## Text excerpt
☆ ☆ ☆ ☆ ☆ ☆ ☆
Series: Creator Tools for Writers

How Does ChatGPT Pick Its Answers?

A user’s understanding of the Large Language Model (LLM) behind OpenAI’s ChatGPT

Published in

ILLUMINATION

9 min readApr 14, 2023

ChatGPT is a game-changer for many professionals. And, despite some criticism about the quality of its older versions, the AI tool is raging on, reaching 100 million active users in Jan and launching the new & improved ChatGPT-4 in Mar.

I’ve had good results with the content writing features of the free versions, with only some inaccuracies. But this article was prompted by one of those inaccuracies.

Intrigued by the error, I looked into the following:

ChatGPT’s Decision-Making Process
Possible Reason(s) for The Incorrect Answer
ChatGPT’s Ability to Correct Itself (without my intervention)

Note: I used the free, less-powerful version of ChatGPT released on Mar 14.

Imagining LLM Decisions (Photo by DeepMind)

The Prompt

I prompted ChatGPT to decide on the greatest cricket “off-spinner” of all time. (In the sport of cricket, an off-spinner is one of the many types of bowlers (the baseball equivalent of pitchers)).

I had a fair idea of the usual suspects.

But, the AI threw a curve ball by nominating a different type of bowler, a “leg-spinner”, Shane Warne, as the best off-spinner of all time.
☆ ☆ ☆ ☆ ☆ ☆ ☆
## Supplied information
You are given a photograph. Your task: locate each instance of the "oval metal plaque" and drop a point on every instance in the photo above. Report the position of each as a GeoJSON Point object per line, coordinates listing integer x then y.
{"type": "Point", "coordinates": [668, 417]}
☆ ☆ ☆ ☆ ☆ ☆ ☆
## Prompt A
Translate this sentence from the ChatGPT article into Spanish: "I’ve had good results with the content writing features of the free versions, with only some inaccuracies."
## Prompt B
Please explain, in one to three sentences, why the ChatGPT article says the AI "threw a curve ball" with its answer about the greatest off-spinner.
## Prompt C
According to the ChatGPT article, how many active users did ChatGPT reach in January?
The lines have no connection to the ChatGPT article.

## Answer area A
He obtenido buenos resultados con las funciones de redacción de contenido de las versiones gratuitas, con solo algunas imprecisiones.

## Answer area B
Asked for the greatest off-spinner of all time, ChatGPT named Shane Warne. Warne is a leg-spinner, a different type of bowler, so he did not fit the question.

## Answer area C
100 million active users.